**GOAL**
Quote the entire article below about Fannie Mae, word for word.

Fannie Mae used to cut quite a figure.

Since her introduction by Uncle Sam at a debutante party in 1969, at the age of 31, Fannie attracted quite a bit of attention. She was a late-bloomer, to be sure. But Wall Street traders, in particular, found she had a real touch of glamor throughout the 1970s. She moved to a fabulous, Williamsburg-style mansion in Northwest Washington to receive her suitors and congressional watchdogs questioned her high-living style.

The things people are saying today are whispered, because they are not flattering. Fannie is suffering the pressures of record interest rates and questions have been raised about her survival, a matter of large consequence for the U.S. economy because of Fannie's huge impact on the housing and money markets.

Fannie Mae is the popular nickname of Federal National Mortgage Association, a Washington corporation traded on the New York Stock Exchange and the nation's largest single owner of housing mortgages. It was a government agency before being transferred to the private sector in the Nixon administration.

Overall, in 1982, Fannie Mae Chairman David O. Maxwell said his firm will borrow up to $15 billion in the capital markets--the largest amount by any business. The new money will pay off $8.3 billion of maturing debentures sold in earlier years (average rate of 10.35 percent) and finance new mortgage acquisitons--the company's raison d'e tre.

**PROVIDED INFORMATION**

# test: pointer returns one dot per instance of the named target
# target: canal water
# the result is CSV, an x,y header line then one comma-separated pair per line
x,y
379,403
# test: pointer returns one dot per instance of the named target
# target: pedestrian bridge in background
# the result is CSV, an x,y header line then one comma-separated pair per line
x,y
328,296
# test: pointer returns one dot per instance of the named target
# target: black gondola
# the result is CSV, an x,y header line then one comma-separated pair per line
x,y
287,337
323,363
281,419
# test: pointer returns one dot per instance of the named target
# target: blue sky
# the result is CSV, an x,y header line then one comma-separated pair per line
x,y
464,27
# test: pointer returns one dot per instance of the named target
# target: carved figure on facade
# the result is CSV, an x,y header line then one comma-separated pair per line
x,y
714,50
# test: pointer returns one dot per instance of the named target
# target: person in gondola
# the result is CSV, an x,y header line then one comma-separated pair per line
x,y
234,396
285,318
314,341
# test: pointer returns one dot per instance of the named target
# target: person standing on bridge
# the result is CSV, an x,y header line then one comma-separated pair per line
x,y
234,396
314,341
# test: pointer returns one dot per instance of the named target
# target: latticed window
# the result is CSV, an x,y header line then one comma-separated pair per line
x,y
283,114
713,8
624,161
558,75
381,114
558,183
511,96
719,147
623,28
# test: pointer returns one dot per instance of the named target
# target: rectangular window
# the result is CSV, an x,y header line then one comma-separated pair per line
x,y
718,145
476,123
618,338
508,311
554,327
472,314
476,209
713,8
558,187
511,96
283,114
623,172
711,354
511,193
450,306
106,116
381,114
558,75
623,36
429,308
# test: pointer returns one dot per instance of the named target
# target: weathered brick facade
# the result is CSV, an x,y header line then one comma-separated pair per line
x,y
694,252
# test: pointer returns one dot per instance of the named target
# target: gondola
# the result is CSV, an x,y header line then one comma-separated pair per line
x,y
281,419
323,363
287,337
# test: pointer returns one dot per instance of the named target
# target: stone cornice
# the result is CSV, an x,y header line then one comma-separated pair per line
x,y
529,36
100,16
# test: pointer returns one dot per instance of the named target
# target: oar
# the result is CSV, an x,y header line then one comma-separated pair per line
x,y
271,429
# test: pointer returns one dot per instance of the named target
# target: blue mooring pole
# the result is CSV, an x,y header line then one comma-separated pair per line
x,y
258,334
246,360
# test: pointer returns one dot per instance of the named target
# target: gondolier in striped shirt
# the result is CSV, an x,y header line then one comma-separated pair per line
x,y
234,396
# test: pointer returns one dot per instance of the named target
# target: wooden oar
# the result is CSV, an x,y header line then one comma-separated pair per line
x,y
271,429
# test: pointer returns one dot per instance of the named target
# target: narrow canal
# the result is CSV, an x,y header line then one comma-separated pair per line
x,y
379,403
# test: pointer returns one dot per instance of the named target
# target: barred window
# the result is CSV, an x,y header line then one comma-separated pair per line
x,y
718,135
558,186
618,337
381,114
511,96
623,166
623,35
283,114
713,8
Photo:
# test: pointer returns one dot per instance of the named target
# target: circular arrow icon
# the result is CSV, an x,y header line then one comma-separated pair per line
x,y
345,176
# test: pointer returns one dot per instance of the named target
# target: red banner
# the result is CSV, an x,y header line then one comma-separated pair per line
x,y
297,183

**COMPLETE RESPONSE**
Fannie Mae used to cut quite a figure.

Since her introduction by Uncle Sam at a debutante party in 1969, at the age of 31, Fannie attracted quite a bit of attention. She was a late-bloomer, to be sure. But Wall Street traders, in particular, found she had a real touch of glamor throughout the 1970s. She moved to a fabulous, Williamsburg-style mansion in Northwest Washington to receive her suitors and congressional watchdogs questioned her high-living style.

The things people are saying today are whispered, because they are not flattering. Fannie is suffering the pressures of record interest rates and questions have been raised about her survival, a matter of large consequence for the U.S. economy because of Fannie's huge impact on the housing and money markets.

Fannie Mae is the popular nickname of Federal National Mortgage Association, a Washington corporation traded on the New York Stock Exchange and the nation's largest single owner of housing mortgages. It was a government agency before being transferred to the private sector in the Nixon administration.

Overall, in 1982, Fannie Mae Chairman David O. Maxwell said his firm will borrow up to $15 billion in the capital markets--the largest amount by any business. The new money will pay off $8.3 billion of maturing debentures sold in earlier years (average rate of 10.35 percent) and finance new mortgage acquisitons--the company's raison d'e tre.